TO BE DONE> Return the listing below word for word.

────────────────────

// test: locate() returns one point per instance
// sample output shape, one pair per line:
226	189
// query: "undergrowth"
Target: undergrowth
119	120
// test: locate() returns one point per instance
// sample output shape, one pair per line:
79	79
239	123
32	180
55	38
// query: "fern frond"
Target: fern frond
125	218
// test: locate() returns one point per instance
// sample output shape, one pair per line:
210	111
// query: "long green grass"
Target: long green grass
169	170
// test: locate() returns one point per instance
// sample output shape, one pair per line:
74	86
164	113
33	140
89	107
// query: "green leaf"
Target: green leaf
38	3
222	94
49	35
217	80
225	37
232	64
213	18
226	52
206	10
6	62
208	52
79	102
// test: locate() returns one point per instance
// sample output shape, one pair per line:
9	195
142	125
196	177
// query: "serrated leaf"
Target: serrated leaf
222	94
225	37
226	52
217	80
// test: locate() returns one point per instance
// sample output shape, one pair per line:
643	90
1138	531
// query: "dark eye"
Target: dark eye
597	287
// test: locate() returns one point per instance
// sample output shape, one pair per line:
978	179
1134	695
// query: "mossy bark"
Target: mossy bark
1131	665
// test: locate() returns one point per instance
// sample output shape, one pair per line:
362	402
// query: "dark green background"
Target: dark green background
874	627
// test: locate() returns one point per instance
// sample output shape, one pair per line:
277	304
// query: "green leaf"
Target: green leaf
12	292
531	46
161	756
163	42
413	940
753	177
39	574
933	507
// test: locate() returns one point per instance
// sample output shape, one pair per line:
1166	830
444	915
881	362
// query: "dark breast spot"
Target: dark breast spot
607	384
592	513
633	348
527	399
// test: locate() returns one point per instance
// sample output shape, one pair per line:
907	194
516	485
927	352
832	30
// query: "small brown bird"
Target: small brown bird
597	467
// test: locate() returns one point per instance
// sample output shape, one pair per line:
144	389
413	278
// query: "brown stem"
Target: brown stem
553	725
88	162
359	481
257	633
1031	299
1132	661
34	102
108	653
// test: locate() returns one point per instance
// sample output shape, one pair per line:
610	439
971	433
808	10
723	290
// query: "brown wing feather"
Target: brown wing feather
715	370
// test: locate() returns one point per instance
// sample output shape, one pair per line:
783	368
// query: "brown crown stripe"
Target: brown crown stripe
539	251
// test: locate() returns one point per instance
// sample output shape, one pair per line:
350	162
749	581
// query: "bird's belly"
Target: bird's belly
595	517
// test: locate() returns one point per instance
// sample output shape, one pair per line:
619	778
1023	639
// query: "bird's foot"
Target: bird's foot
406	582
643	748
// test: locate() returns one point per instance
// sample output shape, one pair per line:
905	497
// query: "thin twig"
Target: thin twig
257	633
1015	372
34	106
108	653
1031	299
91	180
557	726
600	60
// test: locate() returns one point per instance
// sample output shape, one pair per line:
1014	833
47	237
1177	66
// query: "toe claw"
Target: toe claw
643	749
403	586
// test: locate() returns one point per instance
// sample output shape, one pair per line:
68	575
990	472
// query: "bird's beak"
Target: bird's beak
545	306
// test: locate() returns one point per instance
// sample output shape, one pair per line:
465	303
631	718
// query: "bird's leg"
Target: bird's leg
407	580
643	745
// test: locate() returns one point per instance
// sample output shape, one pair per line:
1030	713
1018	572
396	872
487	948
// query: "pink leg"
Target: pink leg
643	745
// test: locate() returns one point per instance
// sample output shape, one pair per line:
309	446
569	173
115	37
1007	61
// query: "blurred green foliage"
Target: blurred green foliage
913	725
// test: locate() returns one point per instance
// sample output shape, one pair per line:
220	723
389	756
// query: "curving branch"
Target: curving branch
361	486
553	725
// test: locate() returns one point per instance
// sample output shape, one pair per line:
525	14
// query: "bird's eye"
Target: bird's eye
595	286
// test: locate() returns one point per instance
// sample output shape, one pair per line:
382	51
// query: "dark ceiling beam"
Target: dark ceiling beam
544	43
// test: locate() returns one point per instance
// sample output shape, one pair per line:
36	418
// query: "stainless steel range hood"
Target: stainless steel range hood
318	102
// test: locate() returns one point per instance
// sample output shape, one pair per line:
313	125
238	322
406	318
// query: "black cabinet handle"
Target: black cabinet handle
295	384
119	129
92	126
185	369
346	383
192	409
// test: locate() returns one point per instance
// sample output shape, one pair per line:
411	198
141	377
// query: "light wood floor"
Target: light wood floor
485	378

────────────────────

OUTPUT>
// test: locate() returns one point per instance
// sample output shape, one pair per line:
226	189
// query: "undergrowth"
Target: undergrowth
119	120
// test: locate() returns one point per instance
// sample output shape, one pair per line:
79	79
239	123
32	180
55	38
// query: "fern frond"
Target: fern frond
125	218
// test: locate() returns one point per instance
// sample output shape, one pair per line:
210	111
// query: "long green grass"
Target: long green grass
169	170
// test: locate() returns one point per instance
// sample output shape, one pair per line:
74	86
164	113
33	140
89	107
// query: "green leaf"
Target: green leaf
38	3
222	94
49	35
217	80
225	37
232	64
213	18
226	52
206	10
6	62
208	52
79	102
// test: locate() returns one point per instance
// sample output shape, one pair per line:
9	195
142	125
196	177
// query: "serrated leaf"
Target: serrated leaf
222	94
225	37
226	52
217	80
// test: locate() returns one point per instance
// sample output shape, one pair per line:
643	90
1138	531
// query: "dark eye"
Target: dark eye
597	287
// test: locate() returns one point per instance
// sample output shape, one pair per line:
978	179
1134	695
// query: "mossy bark"
Target: mossy bark
1131	665
// test: locate() returns one point per instance
// sample output shape, one pair per line:
362	402
// query: "dark green background"
Target: dark green background
874	627
// test: locate() returns one point per instance
// sample output shape, one pair per line:
277	304
// query: "green leaf"
Target: green leaf
12	292
531	46
161	756
163	42
413	940
753	177
39	574
933	507
// test: locate() returns one point per instance
// sample output shape, one pair per line:
1166	830
444	915
881	362
// query: "dark breast spot"
Target: dark breast spot
607	384
592	513
633	348
527	399
// test: locate() returns one point per instance
// sample output shape, one pair per line:
907	194
516	485
927	352
832	30
// query: "small brown bird"
Target: small brown bird
597	467
// test: locate() returns one point per instance
// sample output shape, one pair per line:
144	389
413	278
// query: "brown stem"
Target: brown stem
553	725
88	162
359	481
257	633
1031	299
1132	661
34	102
108	653
// test: locate() returns one point per instance
// sample output shape, one pair per line:
610	439
971	433
808	10
723	290
// query: "brown wing feather"
Target: brown wing feather
715	370
// test: locate() returns one point per instance
// sample output shape, one pair per line:
783	368
// query: "brown crown stripe"
Target: brown crown stripe
539	251
// test: locate() returns one point per instance
// sample output shape, one pair per line:
350	162
749	581
// query: "bird's belly"
Target: bird's belly
595	517
// test: locate() returns one point per instance
// sample output shape, one pair per line:
619	778
1023	639
// query: "bird's foot"
Target: bird's foot
406	582
643	748
// test: locate() returns one point per instance
// sample output shape, one pair per line:
905	497
// query: "thin twig"
Target: thin twig
257	633
1015	372
34	106
108	653
1031	299
91	180
557	726
600	60
// test: locate() returns one point per instance
// sample output shape, one pair per line:
1014	833
47	237
1177	66
// query: "toe claw"
Target: toe claw
643	749
403	586
// test: locate() returns one point per instance
// sample output shape, one pair per line:
68	575
990	472
// query: "bird's beak"
Target: bird's beak
545	306
// test: locate() returns one point per instance
// sample output shape, one pair per line:
465	303
631	718
// query: "bird's leg"
Target: bird's leg
407	580
643	745
// test: locate() returns one point per instance
// sample output shape, one pair per line:
1030	713
1018	572
396	872
487	948
// query: "pink leg"
Target: pink leg
643	745
// test: locate() returns one point per instance
// sample output shape, one pair per line:
309	446
569	173
115	37
1007	61
// query: "blurred green foliage"
Target: blurred green foliage
913	725
// test: locate() returns one point per instance
// sample output shape, one pair per line:
220	723
389	756
// query: "curving branch"
Target: curving branch
361	486
553	725
// test: locate() returns one point per instance
// sample output shape, one pair per line:
525	14
// query: "bird's eye"
Target: bird's eye
595	286
// test: locate() returns one point per instance
// sample output shape, one pair per line:
382	51
// query: "dark ceiling beam"
Target: dark ceiling beam
544	43
// test: locate() returns one point per instance
// sample output shape, one pair per line:
36	418
// query: "stainless steel range hood"
Target: stainless steel range hood
318	102
// test: locate() returns one point per instance
// sample output shape, one pair per line:
313	125
238	322
406	318
// query: "black cabinet handle"
Target: black cabinet handle
295	384
119	129
92	126
185	369
346	383
192	409
// test: locate() returns one point per instance
// sample output shape, one pair per line:
411	198
141	377
// query: "light wood floor"
Target: light wood floor
485	378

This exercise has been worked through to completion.